**ИСХОДНЫЙ ТЕКСТ**.
◇ ◇ ◇ ◇
Мы пошли на кухню, молча сидели там. Потом, спустя некоторое время (вскоре или нет, не могу сказать), она направилась в свою комнату и, проходя, бросила: «Всё».
На его похоронах было очень много людей. Его уважали и любили. Говорили какие-то слова, печальные, трогательные и значительные.
Татьяна Александровна не плакала. Молча стояла у гроба.
Похоронили Ермолинского на Ново-Алексеевском кладбище, сразу за храмом – в могиле, где много лет назад был захоронен Александр Федорович Луговской. Теперь там лежит и Татьяна Александровна.
После смерти Ермолинского ей пришлось очень трудно. Сергей Александрович оставил ей немало денег, но они вскоре совсем обесценились, а пенсия у нее была небольшая. Ведь со времени их соединения году в 57-м она не работала. Правда, это обесценивание случилось не сразу. Первые несколько лет она еще пыталась жить интенсивной жизнью – выходила, общалась с людьми, даже один раз провела почти месяц в Переделкино, в Доме творчества, где они каждое лето в последние годы подолгу жили с Сергеем Александровичем. Всегда в одном и том же домике, недалеко от главного корпуса, – две комнаты на первом этаже. Сейчас домик, по-видимому, продали или сдали в аренду. Там помещается какая-то фирма или просто живет «новый русский».
Когда Татьяна Александровна приехала в Переделкино уже одна, она предпочла главный корпус. Я ее понимаю – жить в комнатах, где прошло столько счастливых дней, было бы невыносимо.
Потом случилось несчастье. У себя дома она потянулась поправить занавеску, поскользнулась, потеряла равновесие и сломала ногу. Вернее, шейку бедра, что еще страшнее. Долго лежала в больнице с закованной в гипс ногой, задранной высоко вверх. Сначала в общей палате на много человек. Потом я случайно узнала, что отделением заведует сын Бориса Римана. Связалась с Борей, и Татьяну Александровну перевели в палату на двоих, что по тем временам было роскошью.
Боли поначалу были очень сильные. Но она всё мужественно сносила, не ныла, не проклинала судьбу. Месяца два, не меньше, отлежала в больнице. Потом ее выписали. Она передвигалась на костылях – сначала высоких, потом небольших, по локоть. Эти последние долго хранились у меня, пока я их не отдала кому-то, кто нуждался.
◇ ◇ ◇ ◇
**СОБРАННЫЙ МАТЕРИАЛ**.
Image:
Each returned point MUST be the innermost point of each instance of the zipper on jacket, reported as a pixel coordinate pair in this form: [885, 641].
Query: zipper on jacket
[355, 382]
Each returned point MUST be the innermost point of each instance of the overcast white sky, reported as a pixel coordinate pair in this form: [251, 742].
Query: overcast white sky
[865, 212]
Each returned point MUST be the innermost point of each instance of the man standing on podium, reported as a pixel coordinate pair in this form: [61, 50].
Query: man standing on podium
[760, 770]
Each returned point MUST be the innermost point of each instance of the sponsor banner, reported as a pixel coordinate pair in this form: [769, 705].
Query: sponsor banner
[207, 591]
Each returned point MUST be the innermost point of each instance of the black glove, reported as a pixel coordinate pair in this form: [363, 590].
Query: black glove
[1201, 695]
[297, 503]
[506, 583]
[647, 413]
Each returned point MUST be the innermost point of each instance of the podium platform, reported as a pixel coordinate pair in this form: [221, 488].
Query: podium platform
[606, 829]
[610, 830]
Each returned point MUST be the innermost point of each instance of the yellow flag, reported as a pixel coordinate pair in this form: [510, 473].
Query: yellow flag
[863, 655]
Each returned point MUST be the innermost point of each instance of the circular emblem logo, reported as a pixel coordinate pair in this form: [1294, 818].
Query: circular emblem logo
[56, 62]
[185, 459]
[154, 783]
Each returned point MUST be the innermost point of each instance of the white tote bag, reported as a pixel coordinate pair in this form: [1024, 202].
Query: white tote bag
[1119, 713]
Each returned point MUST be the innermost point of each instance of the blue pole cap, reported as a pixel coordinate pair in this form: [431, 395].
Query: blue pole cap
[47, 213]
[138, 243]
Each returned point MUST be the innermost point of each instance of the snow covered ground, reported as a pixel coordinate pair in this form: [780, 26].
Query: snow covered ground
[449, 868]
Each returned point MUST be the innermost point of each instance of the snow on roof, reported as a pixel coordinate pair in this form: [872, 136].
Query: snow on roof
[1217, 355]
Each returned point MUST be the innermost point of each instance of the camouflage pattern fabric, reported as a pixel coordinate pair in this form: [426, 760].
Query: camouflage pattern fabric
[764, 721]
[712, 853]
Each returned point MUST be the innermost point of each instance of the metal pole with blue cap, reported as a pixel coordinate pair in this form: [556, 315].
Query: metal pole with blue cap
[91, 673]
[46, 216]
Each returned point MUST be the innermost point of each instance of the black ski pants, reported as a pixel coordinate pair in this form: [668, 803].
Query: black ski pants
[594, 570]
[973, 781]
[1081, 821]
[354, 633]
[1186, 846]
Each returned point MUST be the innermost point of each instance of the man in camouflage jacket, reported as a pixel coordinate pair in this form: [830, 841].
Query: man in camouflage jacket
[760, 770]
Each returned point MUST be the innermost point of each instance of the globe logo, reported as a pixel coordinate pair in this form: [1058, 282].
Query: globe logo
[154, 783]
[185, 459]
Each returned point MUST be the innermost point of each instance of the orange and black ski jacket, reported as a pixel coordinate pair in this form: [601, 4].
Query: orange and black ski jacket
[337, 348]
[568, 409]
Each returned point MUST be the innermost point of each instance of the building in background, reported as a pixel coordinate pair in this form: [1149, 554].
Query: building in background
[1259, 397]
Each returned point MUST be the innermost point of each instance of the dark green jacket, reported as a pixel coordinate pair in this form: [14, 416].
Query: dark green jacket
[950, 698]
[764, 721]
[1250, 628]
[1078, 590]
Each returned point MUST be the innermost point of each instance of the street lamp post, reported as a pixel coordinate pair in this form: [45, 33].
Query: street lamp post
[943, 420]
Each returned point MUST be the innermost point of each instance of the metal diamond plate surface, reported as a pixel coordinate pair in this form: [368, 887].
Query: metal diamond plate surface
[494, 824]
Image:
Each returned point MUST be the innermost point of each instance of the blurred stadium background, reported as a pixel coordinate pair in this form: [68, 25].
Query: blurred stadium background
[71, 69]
◇ ◇ ◇ ◇
**ЧТО СДЕЛАТЬ**.
1. Проверьте по исходному тексту три утверждения и для каждого ответьте «да» или «нет», приведя точную цитату, которая это решает: (а) Ермолинского похоронили на Ваганьковском кладбище; (б) у гроба Татьяна Александровна не плакала; (в) приехав в Переделкино одна, Татьяна Александровна выбрала главный корпус.
2. Сколько времени, согласно исходному тексту, Татьяна Александровна пролежала в больнице со сломанной ногой?
3. Перескажите в виде короткого списка абзац исходного текста, начинающийся словами «Потом случилось несчастье», сохранив главные факты.

**ИТОГОВЫЕ ОТВЕТЫ**.
1.
(а) Нет: «Похоронили Ермолинского на Ново-Алексеевском кладбище».
(б) Да: «Татьяна Александровна не плакала».
(в) Да: «она предпочла главный корпус».

2. Месяца два, не меньше.

3.
- Дома Татьяна Александровна потянулась поправить занавеску, поскользнулась и сломала шейку бедра.
- Она долго лежала в больнице, нога была в гипсе и поднята высоко вверх.
- Сначала она лежала в общей палате на много человек.
- Отделением заведовал сын Бориса Римана. Через Борю её перевели в палату на двоих, что по тем временам было роскошью.